Exercise brief:
Replace "bush" with "shrub" in the lines from the one with "encloses the bush." to the one with "152, 127, 214]]", and give those lines again with nothing else changed.
— begin Dataset records —
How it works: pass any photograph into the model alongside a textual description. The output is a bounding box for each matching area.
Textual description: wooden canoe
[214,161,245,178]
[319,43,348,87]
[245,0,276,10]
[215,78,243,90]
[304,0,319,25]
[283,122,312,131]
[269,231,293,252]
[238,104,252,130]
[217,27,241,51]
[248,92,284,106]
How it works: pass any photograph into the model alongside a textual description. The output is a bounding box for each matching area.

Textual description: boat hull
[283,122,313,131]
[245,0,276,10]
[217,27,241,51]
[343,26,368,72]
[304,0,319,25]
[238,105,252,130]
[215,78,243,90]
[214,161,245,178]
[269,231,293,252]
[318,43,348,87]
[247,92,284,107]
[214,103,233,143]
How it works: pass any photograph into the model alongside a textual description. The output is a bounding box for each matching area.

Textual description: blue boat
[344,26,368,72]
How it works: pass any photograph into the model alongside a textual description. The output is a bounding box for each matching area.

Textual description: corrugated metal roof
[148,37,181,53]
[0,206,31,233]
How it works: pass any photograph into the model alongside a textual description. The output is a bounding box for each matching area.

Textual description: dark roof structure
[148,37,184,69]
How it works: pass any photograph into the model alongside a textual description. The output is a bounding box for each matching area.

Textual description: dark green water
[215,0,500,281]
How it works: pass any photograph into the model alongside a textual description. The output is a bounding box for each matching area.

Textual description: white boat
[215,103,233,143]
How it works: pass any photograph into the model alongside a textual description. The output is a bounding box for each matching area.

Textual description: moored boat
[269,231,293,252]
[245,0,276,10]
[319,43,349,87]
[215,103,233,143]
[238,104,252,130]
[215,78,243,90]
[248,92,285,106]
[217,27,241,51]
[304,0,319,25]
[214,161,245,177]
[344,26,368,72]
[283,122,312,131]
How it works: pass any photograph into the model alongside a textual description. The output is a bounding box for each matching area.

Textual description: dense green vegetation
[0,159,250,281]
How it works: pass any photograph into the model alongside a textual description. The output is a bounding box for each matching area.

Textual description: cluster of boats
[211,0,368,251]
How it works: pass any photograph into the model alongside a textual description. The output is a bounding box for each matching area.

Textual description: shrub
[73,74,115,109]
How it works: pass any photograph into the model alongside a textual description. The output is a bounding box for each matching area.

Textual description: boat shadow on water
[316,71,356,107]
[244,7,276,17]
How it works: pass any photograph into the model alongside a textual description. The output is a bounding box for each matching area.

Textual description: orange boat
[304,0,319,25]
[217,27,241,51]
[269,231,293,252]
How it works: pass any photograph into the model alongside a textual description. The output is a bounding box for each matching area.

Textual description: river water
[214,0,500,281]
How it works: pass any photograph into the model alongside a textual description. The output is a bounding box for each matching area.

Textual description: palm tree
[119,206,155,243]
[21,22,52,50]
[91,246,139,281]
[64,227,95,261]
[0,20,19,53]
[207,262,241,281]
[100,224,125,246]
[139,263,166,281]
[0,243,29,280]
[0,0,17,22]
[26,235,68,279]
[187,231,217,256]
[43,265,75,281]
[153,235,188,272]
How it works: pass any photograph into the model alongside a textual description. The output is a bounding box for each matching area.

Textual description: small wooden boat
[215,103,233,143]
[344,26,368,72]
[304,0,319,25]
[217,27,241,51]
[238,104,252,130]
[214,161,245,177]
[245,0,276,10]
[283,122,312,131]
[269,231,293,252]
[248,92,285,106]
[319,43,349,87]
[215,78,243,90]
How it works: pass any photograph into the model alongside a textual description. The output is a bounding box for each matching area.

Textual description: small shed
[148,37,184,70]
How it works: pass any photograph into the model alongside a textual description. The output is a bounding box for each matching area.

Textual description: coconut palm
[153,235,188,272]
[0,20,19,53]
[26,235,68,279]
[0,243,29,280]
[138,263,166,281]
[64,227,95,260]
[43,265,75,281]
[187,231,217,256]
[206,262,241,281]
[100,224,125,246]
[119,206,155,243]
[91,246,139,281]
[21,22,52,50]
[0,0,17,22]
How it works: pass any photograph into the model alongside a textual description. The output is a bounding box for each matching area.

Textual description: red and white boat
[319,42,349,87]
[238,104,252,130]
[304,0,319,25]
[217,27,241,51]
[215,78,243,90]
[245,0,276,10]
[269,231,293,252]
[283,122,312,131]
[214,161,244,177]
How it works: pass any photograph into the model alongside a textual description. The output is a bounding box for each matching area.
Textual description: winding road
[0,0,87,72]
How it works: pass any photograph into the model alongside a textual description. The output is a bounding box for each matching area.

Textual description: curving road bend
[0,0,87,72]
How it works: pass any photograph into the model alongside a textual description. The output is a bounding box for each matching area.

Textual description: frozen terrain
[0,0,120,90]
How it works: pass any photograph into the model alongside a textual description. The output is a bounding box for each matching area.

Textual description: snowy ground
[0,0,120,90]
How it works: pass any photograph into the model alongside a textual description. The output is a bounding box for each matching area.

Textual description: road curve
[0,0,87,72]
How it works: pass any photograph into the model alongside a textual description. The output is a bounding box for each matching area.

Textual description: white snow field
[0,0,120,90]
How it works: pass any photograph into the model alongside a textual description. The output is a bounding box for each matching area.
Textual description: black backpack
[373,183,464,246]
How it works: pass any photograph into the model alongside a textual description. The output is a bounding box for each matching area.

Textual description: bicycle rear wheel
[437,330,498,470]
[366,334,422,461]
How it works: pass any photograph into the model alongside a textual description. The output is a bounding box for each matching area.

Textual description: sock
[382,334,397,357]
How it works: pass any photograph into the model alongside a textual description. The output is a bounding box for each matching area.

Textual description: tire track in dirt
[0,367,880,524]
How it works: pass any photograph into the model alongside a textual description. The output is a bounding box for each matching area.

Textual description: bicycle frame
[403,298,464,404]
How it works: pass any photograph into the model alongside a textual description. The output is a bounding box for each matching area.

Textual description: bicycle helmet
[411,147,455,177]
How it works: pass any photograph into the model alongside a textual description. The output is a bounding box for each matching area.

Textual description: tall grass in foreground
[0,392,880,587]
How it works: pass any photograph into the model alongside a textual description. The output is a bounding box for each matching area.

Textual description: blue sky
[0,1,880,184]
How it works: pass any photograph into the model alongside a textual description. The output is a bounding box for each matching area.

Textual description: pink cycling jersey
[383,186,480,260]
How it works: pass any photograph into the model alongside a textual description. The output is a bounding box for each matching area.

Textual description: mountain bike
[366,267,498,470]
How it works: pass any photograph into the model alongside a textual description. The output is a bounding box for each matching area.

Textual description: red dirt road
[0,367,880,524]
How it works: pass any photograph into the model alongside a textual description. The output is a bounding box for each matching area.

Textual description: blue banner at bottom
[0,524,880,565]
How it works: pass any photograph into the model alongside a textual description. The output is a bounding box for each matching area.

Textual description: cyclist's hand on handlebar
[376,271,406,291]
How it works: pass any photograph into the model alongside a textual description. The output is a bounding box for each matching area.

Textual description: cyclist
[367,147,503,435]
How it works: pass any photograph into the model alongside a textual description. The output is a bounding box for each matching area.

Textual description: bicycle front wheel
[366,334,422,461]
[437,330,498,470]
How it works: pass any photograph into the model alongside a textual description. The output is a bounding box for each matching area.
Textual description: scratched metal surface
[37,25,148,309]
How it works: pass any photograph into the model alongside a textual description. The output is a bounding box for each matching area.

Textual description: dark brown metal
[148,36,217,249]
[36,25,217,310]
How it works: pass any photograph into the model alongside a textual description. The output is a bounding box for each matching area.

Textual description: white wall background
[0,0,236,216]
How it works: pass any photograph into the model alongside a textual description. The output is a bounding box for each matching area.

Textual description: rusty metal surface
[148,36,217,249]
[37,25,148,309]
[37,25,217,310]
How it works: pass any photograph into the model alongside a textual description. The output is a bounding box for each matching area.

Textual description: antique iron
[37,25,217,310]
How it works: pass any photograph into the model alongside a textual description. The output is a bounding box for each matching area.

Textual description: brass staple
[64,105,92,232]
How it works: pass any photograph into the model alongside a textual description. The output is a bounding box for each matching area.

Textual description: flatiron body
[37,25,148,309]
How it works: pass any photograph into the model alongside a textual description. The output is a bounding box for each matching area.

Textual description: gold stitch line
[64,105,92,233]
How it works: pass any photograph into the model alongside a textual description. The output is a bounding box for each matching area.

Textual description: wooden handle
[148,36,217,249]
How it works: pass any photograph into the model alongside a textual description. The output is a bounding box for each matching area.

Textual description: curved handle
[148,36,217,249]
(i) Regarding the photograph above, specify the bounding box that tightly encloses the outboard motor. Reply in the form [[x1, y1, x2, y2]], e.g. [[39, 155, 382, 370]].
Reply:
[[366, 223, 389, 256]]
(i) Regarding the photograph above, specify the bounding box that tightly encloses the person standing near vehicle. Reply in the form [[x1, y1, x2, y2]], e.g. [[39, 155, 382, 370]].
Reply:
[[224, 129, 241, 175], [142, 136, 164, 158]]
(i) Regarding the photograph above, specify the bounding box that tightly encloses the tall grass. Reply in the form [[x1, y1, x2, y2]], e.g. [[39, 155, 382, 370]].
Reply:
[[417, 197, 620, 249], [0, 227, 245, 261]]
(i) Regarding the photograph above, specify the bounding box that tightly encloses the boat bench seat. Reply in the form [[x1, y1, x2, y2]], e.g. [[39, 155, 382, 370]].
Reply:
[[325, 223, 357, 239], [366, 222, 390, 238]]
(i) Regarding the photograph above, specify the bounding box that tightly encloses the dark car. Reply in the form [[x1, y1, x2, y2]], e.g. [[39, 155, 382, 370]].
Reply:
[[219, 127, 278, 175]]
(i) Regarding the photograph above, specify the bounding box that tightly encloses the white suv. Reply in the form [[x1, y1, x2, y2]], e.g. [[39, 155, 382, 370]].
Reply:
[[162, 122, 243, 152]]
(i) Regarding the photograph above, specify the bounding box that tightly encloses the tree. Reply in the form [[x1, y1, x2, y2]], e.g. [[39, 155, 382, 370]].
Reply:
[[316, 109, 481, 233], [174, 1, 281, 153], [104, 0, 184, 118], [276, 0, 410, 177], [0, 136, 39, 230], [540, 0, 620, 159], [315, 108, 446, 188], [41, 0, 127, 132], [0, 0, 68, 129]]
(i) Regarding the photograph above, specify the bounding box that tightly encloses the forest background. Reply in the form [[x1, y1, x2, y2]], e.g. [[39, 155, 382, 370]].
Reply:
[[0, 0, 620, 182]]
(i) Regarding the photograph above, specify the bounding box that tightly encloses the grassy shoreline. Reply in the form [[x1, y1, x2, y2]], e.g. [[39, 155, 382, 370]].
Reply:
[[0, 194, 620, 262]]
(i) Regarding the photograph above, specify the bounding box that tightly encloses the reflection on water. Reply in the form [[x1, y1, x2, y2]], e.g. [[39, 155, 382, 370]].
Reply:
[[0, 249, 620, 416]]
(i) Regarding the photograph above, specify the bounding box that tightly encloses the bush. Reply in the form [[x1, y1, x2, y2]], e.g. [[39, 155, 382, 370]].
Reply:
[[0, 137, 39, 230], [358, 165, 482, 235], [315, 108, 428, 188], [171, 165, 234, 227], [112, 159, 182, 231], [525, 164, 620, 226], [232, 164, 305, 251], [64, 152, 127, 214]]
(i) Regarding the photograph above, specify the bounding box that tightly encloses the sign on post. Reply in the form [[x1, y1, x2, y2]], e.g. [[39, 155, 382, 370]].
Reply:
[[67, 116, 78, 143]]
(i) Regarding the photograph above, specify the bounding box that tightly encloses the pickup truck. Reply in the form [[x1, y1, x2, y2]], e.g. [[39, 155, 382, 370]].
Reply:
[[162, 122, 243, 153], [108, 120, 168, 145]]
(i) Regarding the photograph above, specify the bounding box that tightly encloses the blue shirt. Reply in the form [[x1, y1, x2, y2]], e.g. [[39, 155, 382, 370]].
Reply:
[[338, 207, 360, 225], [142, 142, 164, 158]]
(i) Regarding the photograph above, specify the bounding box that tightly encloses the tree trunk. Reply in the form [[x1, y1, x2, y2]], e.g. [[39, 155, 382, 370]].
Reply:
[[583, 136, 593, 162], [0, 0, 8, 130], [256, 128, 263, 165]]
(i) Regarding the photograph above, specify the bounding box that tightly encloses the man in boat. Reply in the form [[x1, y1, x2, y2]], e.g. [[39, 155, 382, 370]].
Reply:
— end Dataset records —
Exercise output:
(i) Regarding the photograph above, specify the bounding box that tightly encloses the shrub. Reply in the form [[x1, y1, x2, y2]], e.g. [[39, 155, 382, 370]].
Reply:
[[0, 137, 39, 230], [358, 165, 482, 235], [315, 108, 428, 188], [171, 165, 234, 227], [112, 159, 182, 231], [525, 164, 620, 226], [232, 164, 305, 251], [64, 152, 127, 214]]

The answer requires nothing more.